TASK DETAILS » Pick out and copy every line of the records below that contains the word "flower". Case counts, so match only lines where the word has that exact capitalization.

Pointing dataset records »
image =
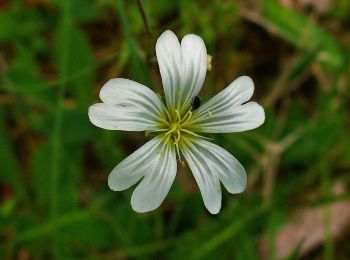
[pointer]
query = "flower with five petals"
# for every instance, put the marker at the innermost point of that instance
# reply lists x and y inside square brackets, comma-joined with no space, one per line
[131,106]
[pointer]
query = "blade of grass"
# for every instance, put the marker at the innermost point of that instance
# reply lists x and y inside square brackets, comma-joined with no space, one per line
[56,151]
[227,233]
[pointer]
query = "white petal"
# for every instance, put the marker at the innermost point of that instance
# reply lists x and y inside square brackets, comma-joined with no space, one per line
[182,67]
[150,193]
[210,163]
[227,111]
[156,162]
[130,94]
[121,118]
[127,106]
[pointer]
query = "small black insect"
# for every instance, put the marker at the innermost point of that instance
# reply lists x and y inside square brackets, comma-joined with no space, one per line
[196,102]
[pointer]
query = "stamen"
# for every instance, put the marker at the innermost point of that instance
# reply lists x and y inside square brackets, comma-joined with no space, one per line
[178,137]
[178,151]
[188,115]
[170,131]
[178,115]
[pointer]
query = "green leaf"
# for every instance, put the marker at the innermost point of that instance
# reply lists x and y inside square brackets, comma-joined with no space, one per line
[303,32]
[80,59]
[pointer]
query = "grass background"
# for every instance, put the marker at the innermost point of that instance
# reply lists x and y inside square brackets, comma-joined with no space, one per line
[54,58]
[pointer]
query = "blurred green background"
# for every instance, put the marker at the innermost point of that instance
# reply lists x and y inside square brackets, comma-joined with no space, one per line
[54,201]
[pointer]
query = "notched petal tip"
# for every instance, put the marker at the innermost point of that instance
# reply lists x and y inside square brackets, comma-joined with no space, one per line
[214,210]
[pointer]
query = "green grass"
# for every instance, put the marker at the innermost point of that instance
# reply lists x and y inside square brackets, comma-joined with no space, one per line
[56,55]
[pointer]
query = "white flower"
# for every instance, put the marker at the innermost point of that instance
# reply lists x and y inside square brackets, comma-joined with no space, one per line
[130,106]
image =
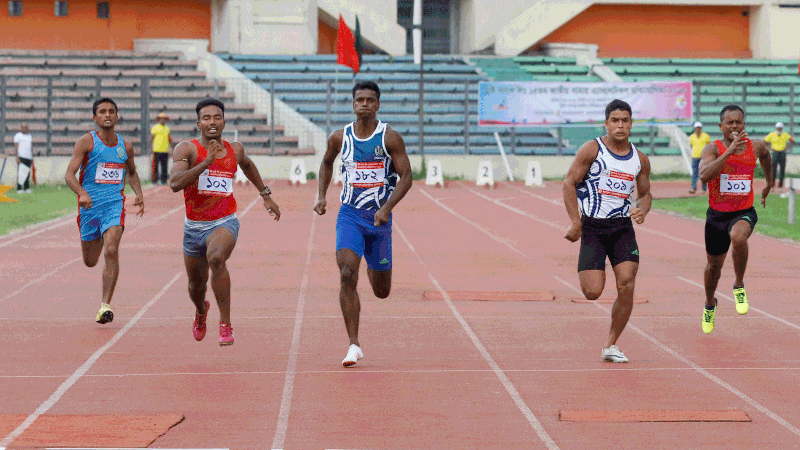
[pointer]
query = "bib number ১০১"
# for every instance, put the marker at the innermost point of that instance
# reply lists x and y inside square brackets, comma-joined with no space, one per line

THE REPLY »
query = "flower with five petals"
query = "white flower"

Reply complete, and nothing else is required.